## PROMPT
Go through the data and copy each line where the string "windshield" appears.

+++ DATA FOR THIS EXERCISE

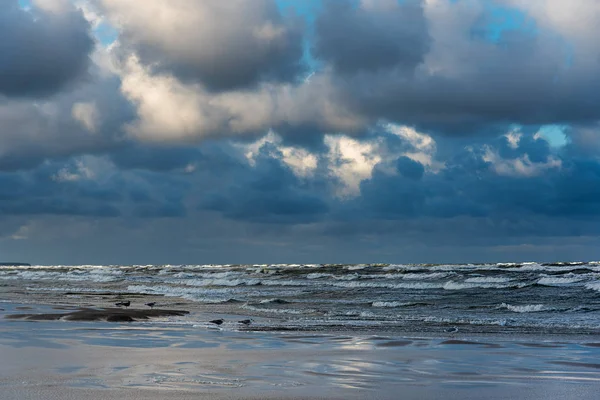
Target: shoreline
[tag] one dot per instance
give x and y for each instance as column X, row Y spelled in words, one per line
column 157, row 359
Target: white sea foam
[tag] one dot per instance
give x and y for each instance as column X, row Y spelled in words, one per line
column 593, row 286
column 195, row 294
column 318, row 275
column 433, row 275
column 525, row 308
column 558, row 281
column 453, row 285
column 391, row 304
column 221, row 282
column 387, row 285
column 487, row 279
column 294, row 311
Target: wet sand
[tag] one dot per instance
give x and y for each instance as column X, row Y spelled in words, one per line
column 160, row 358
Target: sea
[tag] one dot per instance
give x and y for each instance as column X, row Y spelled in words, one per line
column 429, row 299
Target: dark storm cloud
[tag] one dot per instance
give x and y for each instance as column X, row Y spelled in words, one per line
column 40, row 53
column 32, row 133
column 470, row 186
column 71, row 188
column 466, row 80
column 354, row 39
column 269, row 192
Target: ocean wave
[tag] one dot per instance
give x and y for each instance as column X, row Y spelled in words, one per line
column 453, row 285
column 387, row 285
column 558, row 281
column 197, row 295
column 487, row 279
column 274, row 301
column 525, row 308
column 318, row 275
column 294, row 311
column 394, row 304
column 221, row 282
column 593, row 286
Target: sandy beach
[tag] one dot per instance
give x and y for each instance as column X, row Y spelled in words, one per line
column 140, row 360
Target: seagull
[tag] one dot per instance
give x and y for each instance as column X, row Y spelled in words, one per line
column 452, row 330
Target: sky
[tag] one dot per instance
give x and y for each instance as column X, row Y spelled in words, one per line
column 299, row 131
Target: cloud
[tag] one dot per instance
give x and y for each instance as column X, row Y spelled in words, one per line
column 372, row 36
column 171, row 111
column 221, row 45
column 43, row 49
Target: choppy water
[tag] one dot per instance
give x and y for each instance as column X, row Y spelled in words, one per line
column 561, row 298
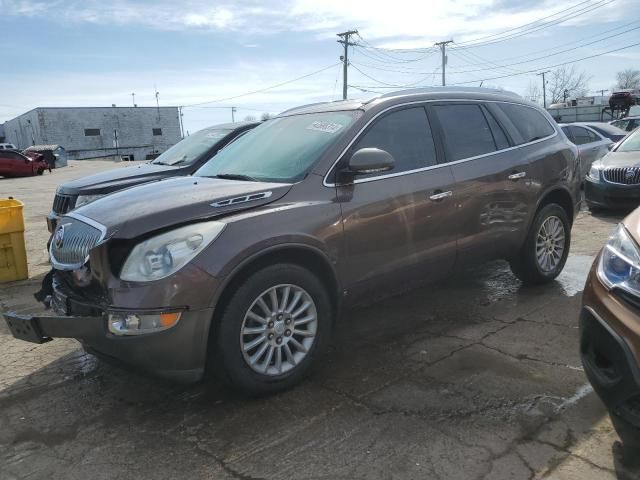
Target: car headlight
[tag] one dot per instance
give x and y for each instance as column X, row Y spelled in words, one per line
column 163, row 255
column 85, row 199
column 139, row 324
column 619, row 264
column 594, row 171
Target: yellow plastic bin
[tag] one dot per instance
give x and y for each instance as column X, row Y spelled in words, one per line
column 13, row 254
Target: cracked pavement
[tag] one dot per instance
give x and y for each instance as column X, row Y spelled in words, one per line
column 473, row 378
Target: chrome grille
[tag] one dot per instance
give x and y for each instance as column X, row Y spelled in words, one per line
column 72, row 241
column 63, row 203
column 622, row 175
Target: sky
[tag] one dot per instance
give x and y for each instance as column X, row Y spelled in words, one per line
column 96, row 52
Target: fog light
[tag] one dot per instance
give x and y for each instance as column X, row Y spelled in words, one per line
column 139, row 324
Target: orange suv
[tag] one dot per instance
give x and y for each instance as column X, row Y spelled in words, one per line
column 610, row 331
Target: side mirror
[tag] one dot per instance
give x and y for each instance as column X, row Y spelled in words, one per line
column 370, row 160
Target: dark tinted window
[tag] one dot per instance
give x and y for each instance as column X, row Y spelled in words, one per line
column 530, row 123
column 580, row 135
column 406, row 135
column 499, row 136
column 592, row 136
column 466, row 131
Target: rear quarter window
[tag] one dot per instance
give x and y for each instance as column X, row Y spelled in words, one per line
column 530, row 123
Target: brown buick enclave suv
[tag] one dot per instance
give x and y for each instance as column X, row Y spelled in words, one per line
column 242, row 269
column 610, row 331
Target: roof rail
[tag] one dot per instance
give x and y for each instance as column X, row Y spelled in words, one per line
column 452, row 89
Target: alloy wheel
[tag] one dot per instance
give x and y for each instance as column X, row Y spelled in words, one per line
column 550, row 244
column 278, row 329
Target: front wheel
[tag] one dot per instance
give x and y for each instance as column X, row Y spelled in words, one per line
column 272, row 328
column 546, row 247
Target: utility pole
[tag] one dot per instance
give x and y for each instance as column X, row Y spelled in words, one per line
column 345, row 40
column 443, row 49
column 181, row 124
column 544, row 88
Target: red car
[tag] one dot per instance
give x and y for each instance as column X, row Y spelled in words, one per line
column 14, row 164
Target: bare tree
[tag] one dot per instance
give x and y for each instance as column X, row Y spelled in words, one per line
column 566, row 82
column 628, row 78
column 533, row 92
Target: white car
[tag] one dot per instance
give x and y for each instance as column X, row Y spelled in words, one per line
column 591, row 144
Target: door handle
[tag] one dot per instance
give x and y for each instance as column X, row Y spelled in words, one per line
column 440, row 195
column 516, row 176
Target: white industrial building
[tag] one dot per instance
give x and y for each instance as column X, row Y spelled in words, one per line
column 95, row 132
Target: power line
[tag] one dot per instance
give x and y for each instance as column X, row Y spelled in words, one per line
column 263, row 89
column 481, row 39
column 550, row 66
column 392, row 84
column 487, row 62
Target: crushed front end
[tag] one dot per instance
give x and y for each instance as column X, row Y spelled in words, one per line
column 161, row 326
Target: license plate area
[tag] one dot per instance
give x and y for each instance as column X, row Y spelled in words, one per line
column 26, row 328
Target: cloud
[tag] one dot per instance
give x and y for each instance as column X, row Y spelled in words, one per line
column 404, row 20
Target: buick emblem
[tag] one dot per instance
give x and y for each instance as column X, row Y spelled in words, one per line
column 58, row 238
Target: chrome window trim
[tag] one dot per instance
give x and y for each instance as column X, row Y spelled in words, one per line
column 326, row 183
column 81, row 218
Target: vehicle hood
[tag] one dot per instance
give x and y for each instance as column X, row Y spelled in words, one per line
column 119, row 178
column 632, row 224
column 621, row 159
column 175, row 201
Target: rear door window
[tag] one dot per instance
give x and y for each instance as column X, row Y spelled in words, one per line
column 499, row 137
column 406, row 135
column 465, row 130
column 530, row 123
column 580, row 135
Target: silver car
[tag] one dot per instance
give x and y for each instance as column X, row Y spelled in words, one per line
column 591, row 145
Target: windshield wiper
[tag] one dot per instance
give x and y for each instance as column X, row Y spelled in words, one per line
column 235, row 176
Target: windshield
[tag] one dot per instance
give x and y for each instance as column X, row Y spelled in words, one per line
column 280, row 150
column 631, row 143
column 605, row 129
column 191, row 148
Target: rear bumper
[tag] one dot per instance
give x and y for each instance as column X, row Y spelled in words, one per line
column 611, row 195
column 178, row 353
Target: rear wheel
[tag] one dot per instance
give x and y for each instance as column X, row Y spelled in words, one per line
column 546, row 248
column 272, row 328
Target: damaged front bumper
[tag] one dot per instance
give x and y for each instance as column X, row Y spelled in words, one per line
column 177, row 353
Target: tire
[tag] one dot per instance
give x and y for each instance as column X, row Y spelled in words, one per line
column 527, row 266
column 231, row 362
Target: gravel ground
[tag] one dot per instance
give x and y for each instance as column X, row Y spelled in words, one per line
column 476, row 377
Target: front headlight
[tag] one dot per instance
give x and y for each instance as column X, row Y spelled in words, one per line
column 163, row 255
column 620, row 262
column 86, row 199
column 594, row 171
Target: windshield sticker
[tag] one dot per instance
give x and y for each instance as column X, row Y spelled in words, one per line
column 214, row 135
column 326, row 127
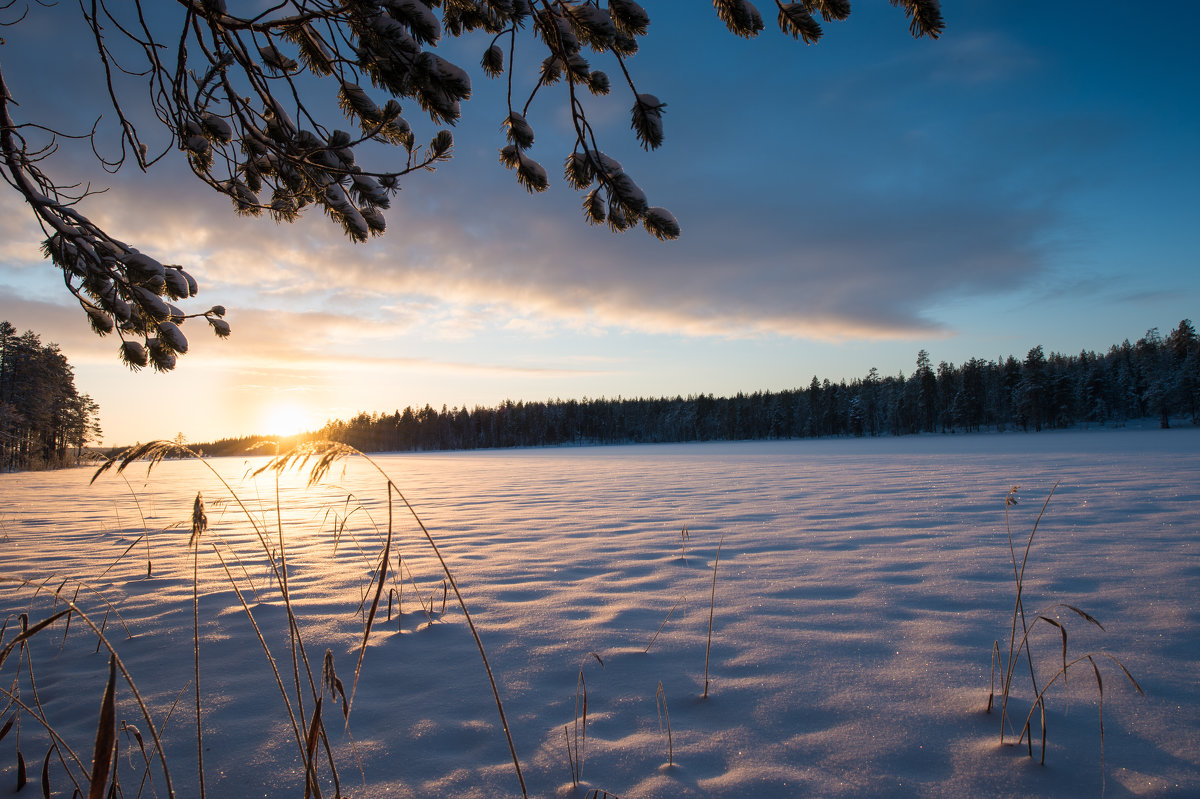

++++++

## TASK OUTPUT
Target: windshield wiper
Target: windshield
Target: windshield sticker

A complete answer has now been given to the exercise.